§ **SOURCE PASSAGE**
====

Why Spend $54 Billion More on the
Pentagon? To Start a War, Obviously
The president apparently wants to
put the U.S. on a permanent war
footing to sustain his unpopular
presidency.
By John Feffer
March 23, 2017 "Information
Clearing House"
- "FP"
- J
So, let me see if I’ve got this
right.
North Korea has been pushing its
ally China to rein in the United
States. Pyongyang is worried that
Washington is about to launch a
preemptive attack, so it has tried
to use whatever minimal amount of
influence it has to persuade China
to use its considerable economic
leverage with the United States to
get those knuckleheads inside the
Beltway to listen to reason.
Or maybe I misheard the report on
the radio.
How about this: As a presidential
candidate, Donald Trump promised to
stop reckless U.S. military
interventions overseas, like the one
he so disliked (after it failed) in
Iraq. So, as president, he is
withdrawing all troops from Syria,
reducing U.S. military presence in
Asia, and pulling the United States
out of NATO. Oh, and he’s going to
cut the military as part of his
overall promise to downsize
government.

====

§ **INFORMATION PROVIDED**
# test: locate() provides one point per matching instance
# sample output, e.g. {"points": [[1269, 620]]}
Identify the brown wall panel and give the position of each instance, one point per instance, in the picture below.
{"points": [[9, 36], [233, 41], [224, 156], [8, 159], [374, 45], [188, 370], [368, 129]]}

====

§ **WHAT THE EXERCISE ASKS**
Please say whether each statement below agrees with the article on Pentagon spending above, answering yes or no and quoting the deciding words of the article.
1. The piece is dated March 23, 2017.
2. The article says Pyongyang is worried that Washington is about to launch a preemptive attack.
3. The headline asks why the United States should spend $45 billion more on the Pentagon.

§ **RESULT**
1. Yes: "March 23, 2017"
2. Yes: "Pyongyang is worried that Washington is about to launch a preemptive attack"
3. No: "Why Spend $54 Billion More on the Pentagon?"